*** RECORDS FOR THE TASK ***

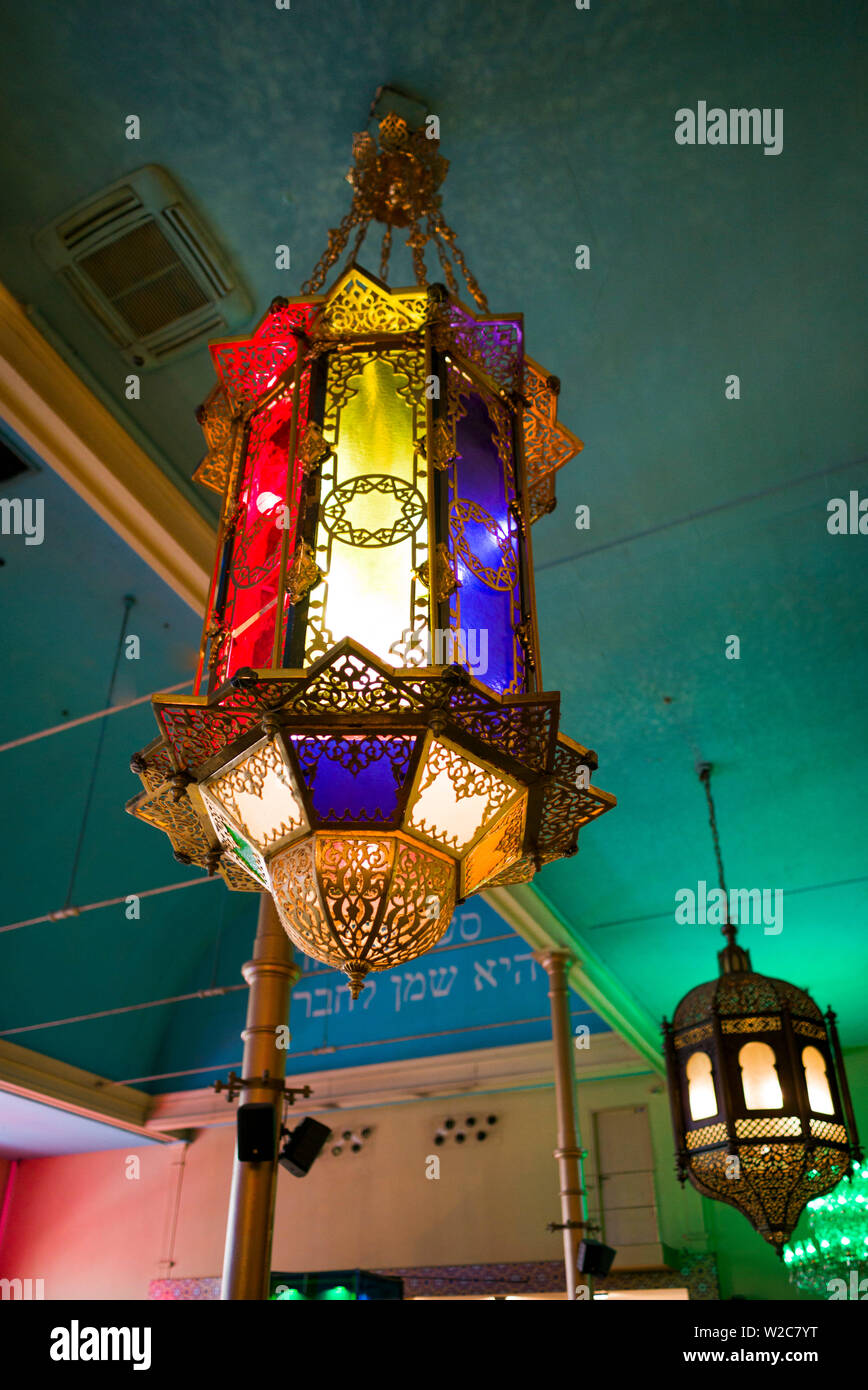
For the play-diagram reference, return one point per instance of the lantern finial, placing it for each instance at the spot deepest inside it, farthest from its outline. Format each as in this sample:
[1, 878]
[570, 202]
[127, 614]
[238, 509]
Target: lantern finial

*** End of RECORDS FOR THE TASK ***
*** RECORDS FOR THE TASK ***

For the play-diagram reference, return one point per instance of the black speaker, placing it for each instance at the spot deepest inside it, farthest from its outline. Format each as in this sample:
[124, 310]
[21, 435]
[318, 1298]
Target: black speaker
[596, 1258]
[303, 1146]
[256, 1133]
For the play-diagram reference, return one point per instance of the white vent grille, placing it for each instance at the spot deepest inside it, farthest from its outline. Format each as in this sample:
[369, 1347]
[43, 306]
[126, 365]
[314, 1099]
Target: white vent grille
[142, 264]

*** End of RECORDS FOR THE TASK ***
*** RECORDS FOR THE TASK ***

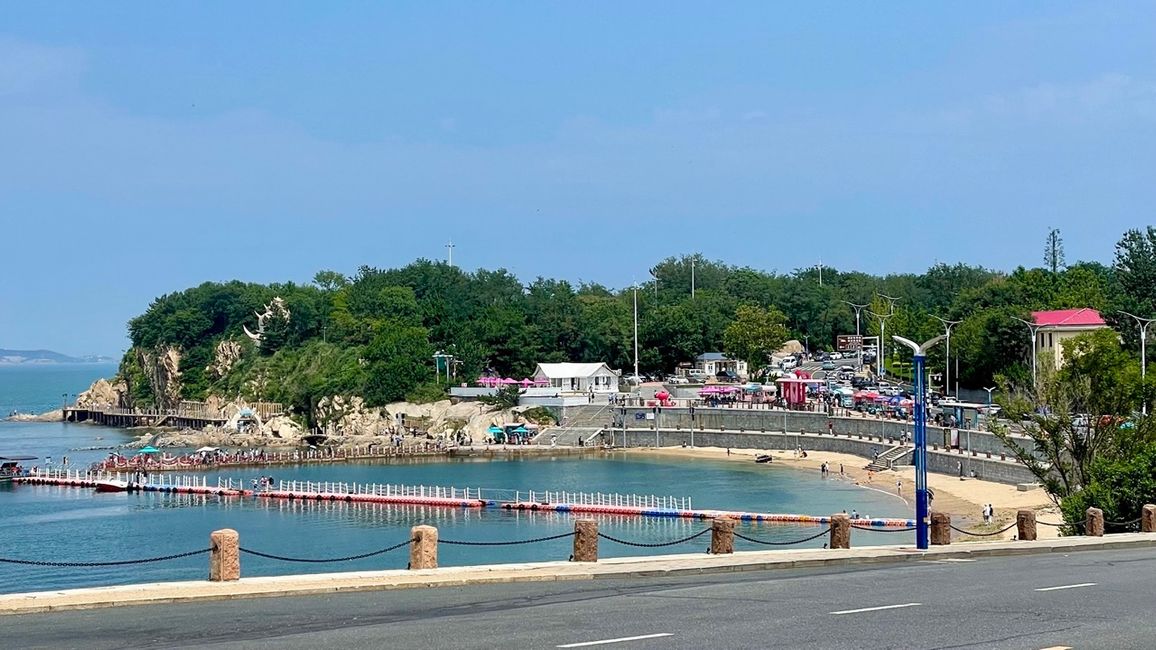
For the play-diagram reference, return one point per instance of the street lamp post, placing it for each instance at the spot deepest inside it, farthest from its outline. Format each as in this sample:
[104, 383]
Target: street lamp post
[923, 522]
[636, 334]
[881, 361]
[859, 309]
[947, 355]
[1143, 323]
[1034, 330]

*** End of RECORDS FOR THE TASK ***

In the entries above, identify every line with the word "finial". Copy those lines.

For the play-diagram reference, return one point per instance of the lantern finial, placing it for each instance at the spot deepest inside it, farthest from its outline. Format each as in this sample:
Target: lantern finial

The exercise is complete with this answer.